Word for word, reproduce each of the entries.
-- THE DATA follows --
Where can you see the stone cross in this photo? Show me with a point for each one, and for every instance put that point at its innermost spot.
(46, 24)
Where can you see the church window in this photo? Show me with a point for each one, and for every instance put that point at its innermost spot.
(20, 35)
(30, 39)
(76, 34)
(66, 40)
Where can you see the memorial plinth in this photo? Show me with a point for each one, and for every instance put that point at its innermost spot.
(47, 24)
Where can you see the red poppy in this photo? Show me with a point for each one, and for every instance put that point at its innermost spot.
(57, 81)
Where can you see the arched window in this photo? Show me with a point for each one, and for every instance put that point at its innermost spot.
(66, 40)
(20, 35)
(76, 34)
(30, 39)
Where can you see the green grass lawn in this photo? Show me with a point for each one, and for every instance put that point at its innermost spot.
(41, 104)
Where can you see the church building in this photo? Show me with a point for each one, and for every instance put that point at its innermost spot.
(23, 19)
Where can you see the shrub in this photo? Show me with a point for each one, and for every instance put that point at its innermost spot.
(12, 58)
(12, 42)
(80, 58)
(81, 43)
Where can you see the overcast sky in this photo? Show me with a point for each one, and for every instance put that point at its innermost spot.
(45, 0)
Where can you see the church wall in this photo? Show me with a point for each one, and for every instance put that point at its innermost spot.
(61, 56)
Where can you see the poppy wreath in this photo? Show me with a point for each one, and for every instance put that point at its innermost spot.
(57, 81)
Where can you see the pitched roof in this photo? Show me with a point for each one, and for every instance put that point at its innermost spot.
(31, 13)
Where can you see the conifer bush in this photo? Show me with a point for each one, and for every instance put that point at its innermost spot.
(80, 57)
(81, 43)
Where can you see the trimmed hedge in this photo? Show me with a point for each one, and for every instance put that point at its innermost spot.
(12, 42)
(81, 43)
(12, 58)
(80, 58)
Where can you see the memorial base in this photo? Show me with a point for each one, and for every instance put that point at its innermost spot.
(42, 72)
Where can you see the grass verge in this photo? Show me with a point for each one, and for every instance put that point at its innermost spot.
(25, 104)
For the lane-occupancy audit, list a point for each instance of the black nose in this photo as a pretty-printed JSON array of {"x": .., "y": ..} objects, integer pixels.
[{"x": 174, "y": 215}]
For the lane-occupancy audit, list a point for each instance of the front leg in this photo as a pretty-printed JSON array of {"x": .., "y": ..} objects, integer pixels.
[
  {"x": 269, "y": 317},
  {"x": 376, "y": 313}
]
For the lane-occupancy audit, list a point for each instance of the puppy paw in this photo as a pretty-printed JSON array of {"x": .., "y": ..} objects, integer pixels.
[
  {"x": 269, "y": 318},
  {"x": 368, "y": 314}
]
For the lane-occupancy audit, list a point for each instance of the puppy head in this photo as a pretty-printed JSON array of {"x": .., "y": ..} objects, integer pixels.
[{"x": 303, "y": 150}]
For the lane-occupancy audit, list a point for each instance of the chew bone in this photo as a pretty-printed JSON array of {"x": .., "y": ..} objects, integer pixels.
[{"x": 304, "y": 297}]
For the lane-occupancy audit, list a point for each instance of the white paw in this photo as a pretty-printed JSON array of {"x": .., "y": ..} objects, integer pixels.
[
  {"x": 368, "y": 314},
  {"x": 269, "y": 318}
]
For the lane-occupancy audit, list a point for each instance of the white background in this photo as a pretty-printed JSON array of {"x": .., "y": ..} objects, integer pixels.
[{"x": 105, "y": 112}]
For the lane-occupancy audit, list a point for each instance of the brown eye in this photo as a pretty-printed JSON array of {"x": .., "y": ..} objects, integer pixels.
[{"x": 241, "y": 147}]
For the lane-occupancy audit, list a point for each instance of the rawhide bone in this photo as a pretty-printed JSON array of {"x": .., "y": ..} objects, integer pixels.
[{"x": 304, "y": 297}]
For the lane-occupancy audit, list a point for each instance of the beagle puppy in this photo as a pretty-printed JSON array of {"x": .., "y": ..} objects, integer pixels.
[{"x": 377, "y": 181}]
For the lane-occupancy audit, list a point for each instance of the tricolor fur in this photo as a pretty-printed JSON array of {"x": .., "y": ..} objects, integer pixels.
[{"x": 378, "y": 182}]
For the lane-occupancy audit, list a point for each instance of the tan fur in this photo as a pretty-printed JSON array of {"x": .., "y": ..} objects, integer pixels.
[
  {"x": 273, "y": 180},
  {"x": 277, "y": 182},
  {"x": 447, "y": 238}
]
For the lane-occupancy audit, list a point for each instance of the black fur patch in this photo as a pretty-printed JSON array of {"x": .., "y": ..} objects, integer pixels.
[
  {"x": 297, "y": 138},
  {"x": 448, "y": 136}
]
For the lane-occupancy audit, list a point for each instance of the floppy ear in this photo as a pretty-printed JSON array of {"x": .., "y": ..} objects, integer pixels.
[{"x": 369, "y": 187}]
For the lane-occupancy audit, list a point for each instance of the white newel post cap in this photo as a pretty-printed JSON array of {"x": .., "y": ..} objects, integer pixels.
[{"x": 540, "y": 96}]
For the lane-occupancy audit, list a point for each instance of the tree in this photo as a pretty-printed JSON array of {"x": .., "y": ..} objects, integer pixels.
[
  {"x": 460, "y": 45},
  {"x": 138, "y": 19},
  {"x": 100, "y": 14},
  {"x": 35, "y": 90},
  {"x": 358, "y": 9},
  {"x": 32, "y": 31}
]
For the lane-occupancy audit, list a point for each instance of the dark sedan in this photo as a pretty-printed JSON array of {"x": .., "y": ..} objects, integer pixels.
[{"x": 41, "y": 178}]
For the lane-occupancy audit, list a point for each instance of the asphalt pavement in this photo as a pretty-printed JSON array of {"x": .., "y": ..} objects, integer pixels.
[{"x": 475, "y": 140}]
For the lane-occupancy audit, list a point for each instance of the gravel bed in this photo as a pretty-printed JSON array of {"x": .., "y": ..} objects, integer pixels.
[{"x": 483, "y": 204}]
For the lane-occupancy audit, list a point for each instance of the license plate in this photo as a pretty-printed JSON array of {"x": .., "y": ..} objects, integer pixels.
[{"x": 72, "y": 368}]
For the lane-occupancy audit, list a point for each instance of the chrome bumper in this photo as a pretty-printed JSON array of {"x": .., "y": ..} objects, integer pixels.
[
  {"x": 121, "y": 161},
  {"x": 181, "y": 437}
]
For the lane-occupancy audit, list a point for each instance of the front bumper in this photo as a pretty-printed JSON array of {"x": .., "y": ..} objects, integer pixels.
-- THE DATA concluded --
_OUTPUT FOR THIS TASK:_
Where can you see the stone cross in this photo? Show me with a point for each one, and for every instance put that point at its innermost spot.
(46, 24)
Where can you see the church window in this photo? Show me with a point for each one, and for every instance put that point at its innermost spot.
(20, 35)
(30, 39)
(76, 34)
(66, 40)
Where can you see the memorial plinth in this photo? Show me with a point for each one, and for every instance put that point at its innermost spot.
(47, 24)
Where can you see the red poppy in this photo? Show me with a point for each one, and for every instance put that point at its innermost spot.
(57, 81)
Where can you see the arched window in this photo? Show me with a point for each one, and for every instance put that point at its innermost spot.
(66, 40)
(20, 35)
(76, 34)
(30, 39)
Where can you see the green grass lawn in this photo? Show me with a point for each one, and for every instance put that point at its innermost spot.
(41, 104)
Where can you see the church building in this photo? Show me with a point for each one, and for every instance put that point at its innermost spot.
(23, 19)
Where can you see the shrub in this photo? Show me with a point for each one, and for every instance put that point at its innermost spot.
(12, 58)
(12, 42)
(80, 58)
(81, 43)
Where can you see the overcast sky in this photo? Show me with a point for each one, and for every instance put that point at its innermost spot.
(45, 0)
Where can you see the church wall in this photo? Show me with a point for each one, and for every instance put that point at its innermost spot.
(61, 56)
Where can you see the poppy wreath in this photo? Show me with a point for each one, and for every instance put that point at its innermost spot.
(57, 81)
Where can you see the pitched roof in this photo? Show me with a point for each one, and for every instance put that point at its innermost spot.
(31, 13)
Where can you see the conifer bush in this photo? Show me with a point for each one, and for every instance put that point at its innermost spot.
(80, 57)
(81, 43)
Where can you see the trimmed hedge in this photo? Show me with a point for each one, and for every instance put that point at its innermost spot.
(12, 42)
(81, 43)
(12, 58)
(80, 58)
Where can you see the memorial base in this photo? Show me with a point for each one, and for every instance put that point at its innermost spot.
(42, 72)
Where can you see the grass verge in this photo? Show me with a point for each one, and for every instance put that point at its innermost spot.
(25, 104)
For the lane-occupancy audit, list a point for each instance of the black nose in this photo as a pretty-printed JSON array of {"x": .., "y": ..} objects, integer pixels.
[{"x": 174, "y": 215}]
For the lane-occupancy audit, list a point for each instance of the front leg in this photo as a pretty-printed JSON array of {"x": .., "y": ..} objects, integer pixels.
[
  {"x": 269, "y": 317},
  {"x": 376, "y": 313}
]
For the lane-occupancy audit, list a point for each instance of the puppy paw in this photo as a pretty-printed JSON array of {"x": .., "y": ..} objects, integer pixels.
[
  {"x": 269, "y": 318},
  {"x": 368, "y": 314}
]
For the lane-occupancy audit, list a point for each instance of the puppy head in this photo as a pretty-printed JSON array of {"x": .., "y": ..} objects, integer pixels.
[{"x": 303, "y": 150}]
For the lane-occupancy audit, list a point for each instance of the chew bone in this photo as a pretty-printed JSON array of {"x": .., "y": ..} objects, integer pixels.
[{"x": 304, "y": 297}]
For the lane-occupancy audit, list a point for each instance of the white paw in this photo as a pretty-printed JSON array of {"x": .., "y": ..} objects, integer pixels.
[
  {"x": 368, "y": 314},
  {"x": 269, "y": 318}
]
For the lane-occupancy audit, list a point for each instance of the white background in this photo as a pretty-printed JSON array of {"x": .., "y": ..} objects, integer pixels.
[{"x": 105, "y": 112}]
For the lane-occupancy audit, list a point for each instance of the brown eye in this photo as a pretty-printed JSON array of {"x": .., "y": ..} objects, integer pixels.
[{"x": 241, "y": 147}]
For the lane-occupancy audit, list a point for each instance of the rawhide bone in this photo as a pretty-printed JSON array of {"x": .., "y": ..} objects, integer pixels.
[{"x": 304, "y": 297}]
For the lane-occupancy audit, list a point for each instance of the beagle puppy in this photo as a pretty-printed JSON array of {"x": .., "y": ..} objects, integer pixels.
[{"x": 377, "y": 181}]
For the lane-occupancy audit, list a point for each instance of the tricolor fur in this photo as a pretty-printed JSON array of {"x": .., "y": ..} objects, integer pixels.
[{"x": 378, "y": 182}]
For the lane-occupancy audit, list a point for each instance of the tan fur in this photo as a pretty-printed JSON array of {"x": .., "y": ..} objects, integer pixels.
[
  {"x": 273, "y": 180},
  {"x": 277, "y": 182},
  {"x": 447, "y": 238}
]
For the lane-occupancy audit, list a point for each instance of the black fur patch in this photo as a pretty-printed JSON array of {"x": .., "y": ..} objects, integer pixels.
[
  {"x": 297, "y": 138},
  {"x": 448, "y": 136}
]
For the lane-occupancy audit, list a point for each instance of the floppy ear in this photo as a pretty-printed JSON array of {"x": .., "y": ..} objects, integer pixels.
[{"x": 369, "y": 187}]
For the lane-occupancy audit, list a point for each instance of the white newel post cap in this photo as a pretty-printed JSON array of {"x": .., "y": ..} objects, integer pixels.
[{"x": 540, "y": 96}]
For the lane-occupancy audit, list a point for each instance of the tree in this photo as a pretty-printed JSON array of {"x": .., "y": ..} objects, integer pixels.
[
  {"x": 460, "y": 45},
  {"x": 138, "y": 19},
  {"x": 100, "y": 14},
  {"x": 35, "y": 90},
  {"x": 358, "y": 9},
  {"x": 32, "y": 31}
]
For the lane-occupancy audit, list a point for each instance of the dark sedan in this photo as a pretty-printed JSON array of {"x": .., "y": ..} objects, integer pixels.
[{"x": 41, "y": 178}]
For the lane-occupancy audit, list a point for each instance of the asphalt pavement in this photo as a pretty-printed JSON array of {"x": .., "y": ..} objects, integer pixels.
[{"x": 475, "y": 140}]
For the lane-occupancy audit, list a point for each instance of the gravel bed in this photo as a pretty-printed JSON array of {"x": .., "y": ..} objects, integer pixels.
[{"x": 483, "y": 204}]
For the lane-occupancy audit, list a point for each instance of the license plate in this photo as a pretty-printed JSON array of {"x": .., "y": ..} objects, integer pixels.
[{"x": 72, "y": 368}]
For the lane-occupancy audit, list a point for each instance of the chrome bumper in this photo as a pretty-printed JSON array of {"x": .., "y": ..} objects, integer pixels.
[
  {"x": 121, "y": 161},
  {"x": 181, "y": 437}
]
For the lane-occupancy audit, list a point for each instance of the front bumper in this photo as a pretty-printed JSON array of {"x": .., "y": ..} objects, integer pixels.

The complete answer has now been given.